-- PROVIDED TEXT follows --

Like curly horse body coats, curly horse manes come in many different variations. In this article, I wanted to take a few minutes to discuss the types of curly horse manes and best practices for caring for them. Much of the look of a mane comes down to genetics, however good grooming practices and a few of my recommended products can help your curly grow a thicker, longer mane.
After completely rubbing out his mane in the summer, this photo shows a Bashkir curly mane growth just after Christmas, after 7 months of using MTG several times a week. For years, I have tested about a dozen different horse care products (including vitamins and feed supplements) that claimed to help mane and tails grow faster and thicker, but none ever really worked except Shapely’s MTG. It’s oily, it’s kind of hard to apply, and it leaves a visible residue on mains and tails BUT when applied consistently, it really does work to grow thicker stronger mane and tail hairs. One trick when using MTG is to swap out a different bottle for the manufacturer’s packaging. Manufactures profit when product is used wastefully, so pouring out half a bottle of MTG into a comb-style applicator bottle (like human beauty salons use to apply dye) can save money, use less product, and make sure the solution ends up where it’s supposed to be at the roots of the hair at the crest of the mane.
Once a Curly horses mane is grown in, a thick, running braid can be a helpful way to keep wild manes in check during training, conditioning, or for shows. Check out our article on running braid’s For a DIY. The photo above shows a white bashkir curly mane braided up into an inside-out running braid. This braid is accomplished by french braiding the mane, but braiding sections by plaiting them under instead of over. The braided section “pops” out this way.

-- PROVIDED TEXT concluded --
-- DATA PROVIDED follows --

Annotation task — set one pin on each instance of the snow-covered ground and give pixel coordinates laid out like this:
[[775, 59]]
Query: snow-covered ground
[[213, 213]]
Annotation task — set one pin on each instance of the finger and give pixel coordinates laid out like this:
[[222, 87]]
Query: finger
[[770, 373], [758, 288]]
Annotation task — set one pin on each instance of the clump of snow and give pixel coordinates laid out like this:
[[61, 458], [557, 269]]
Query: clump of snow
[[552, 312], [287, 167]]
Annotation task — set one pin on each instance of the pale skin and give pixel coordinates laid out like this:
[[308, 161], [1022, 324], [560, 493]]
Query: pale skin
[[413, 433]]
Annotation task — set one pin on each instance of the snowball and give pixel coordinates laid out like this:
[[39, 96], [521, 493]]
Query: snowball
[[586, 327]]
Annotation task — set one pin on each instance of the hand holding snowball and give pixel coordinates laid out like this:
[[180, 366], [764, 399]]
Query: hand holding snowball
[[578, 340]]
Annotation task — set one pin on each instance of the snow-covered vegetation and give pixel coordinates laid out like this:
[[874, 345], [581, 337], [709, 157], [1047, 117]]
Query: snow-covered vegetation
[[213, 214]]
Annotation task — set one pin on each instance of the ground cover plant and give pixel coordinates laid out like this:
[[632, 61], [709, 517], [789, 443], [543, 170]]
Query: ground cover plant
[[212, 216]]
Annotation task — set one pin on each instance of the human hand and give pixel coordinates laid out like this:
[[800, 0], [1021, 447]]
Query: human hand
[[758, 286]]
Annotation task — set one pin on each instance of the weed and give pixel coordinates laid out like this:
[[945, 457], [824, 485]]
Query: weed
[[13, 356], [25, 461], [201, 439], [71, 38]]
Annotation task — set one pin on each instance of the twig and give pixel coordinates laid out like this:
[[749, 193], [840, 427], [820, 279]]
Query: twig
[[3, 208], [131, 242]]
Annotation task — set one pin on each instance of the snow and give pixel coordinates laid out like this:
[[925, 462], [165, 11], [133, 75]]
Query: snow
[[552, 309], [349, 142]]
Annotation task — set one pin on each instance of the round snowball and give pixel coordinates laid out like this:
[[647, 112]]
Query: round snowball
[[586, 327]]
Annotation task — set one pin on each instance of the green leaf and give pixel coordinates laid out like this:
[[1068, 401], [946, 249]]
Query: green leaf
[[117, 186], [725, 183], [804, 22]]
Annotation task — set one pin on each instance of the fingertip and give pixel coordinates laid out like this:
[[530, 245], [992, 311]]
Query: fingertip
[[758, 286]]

-- DATA PROVIDED concluded --

**TO DO:**
1. Copy the stretch of the curly horse mane text from "Like curly horse" through "thicker, longer mane.".
2. Please pick up the curly horse mane text where it stops and carry it on.
These records stand apart from the curly horse mane text.

**RESPONSES TO THE TASKS:**
1.
Like curly horse body coats, curly horse manes come in many different variations. In this article, I wanted to take a few minutes to discuss the types of curly horse manes and best practices for caring for them. Much of the look of a mane comes down to genetics, however good grooming practices and a few of my recommended products can help your curly grow a thicker, longer mane.

2.
Many bashkir curlies shed out their mane and tail year-round and every spring, but just as many curlies keep their mane and tail- but have “delicate” hair. Because of the tangly nature of curly hair, curly horses adapted to living in the wild and rather than be snagged by a corded mane, the follicles developed very “loose”. Because of this, typical scratching that wouldn’t disturb most horses’ mane, can leave a curly mane looking roached! The best way to prevent this is to use an antifungal spray or shampoo on the mane occasionally to prevent irritating fungus/dirt/pests before they cause itching, and to use solid or electric fencing. (Reaching through post and rail or pipe fencing is the most common way a curly will rub their mane out- electric fence or mesh-type fencing that cannot be breached prevents this problem.)
Some curlies form their mane into thin coils, others into thick dreadlocks. This horse’s mane was roached, and when the mane grew back it naturally fell into thick dreadlocks. Trying to completely comb out a mane like this typically results in frizz and instant tangles, although leaving the main braided can help. Dreadlocks on the horses often contain a lot of dead hair, it is recommended to trim them using thinning shears once or twice a year in order to encourage healthy mane growth and minimize potential fungal issues. When you noticed that the bottom section of the dreadlocked is significantly wider than the portion closest to the crest of the neck, it’s time to groom the dreadlocks.
This photo shows the characteristic curly mane of a bashkir Curly. Some curlies shed their tightly curled manes, others have long dreadlocked manes. This curly horse’s mane is somewhere between the two.